Items from a pointing dataset:
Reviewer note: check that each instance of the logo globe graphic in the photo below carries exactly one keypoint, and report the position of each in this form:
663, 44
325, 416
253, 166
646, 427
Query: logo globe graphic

- _The problem_: Output every line of the items above verbatim, in their original order.

- _Correct result_:
Reviewer note: check that each instance of the logo globe graphic in the photo below carries exactly one keypoint, and report the position of each in this form:
663, 44
325, 416
253, 166
646, 427
Query: logo globe graphic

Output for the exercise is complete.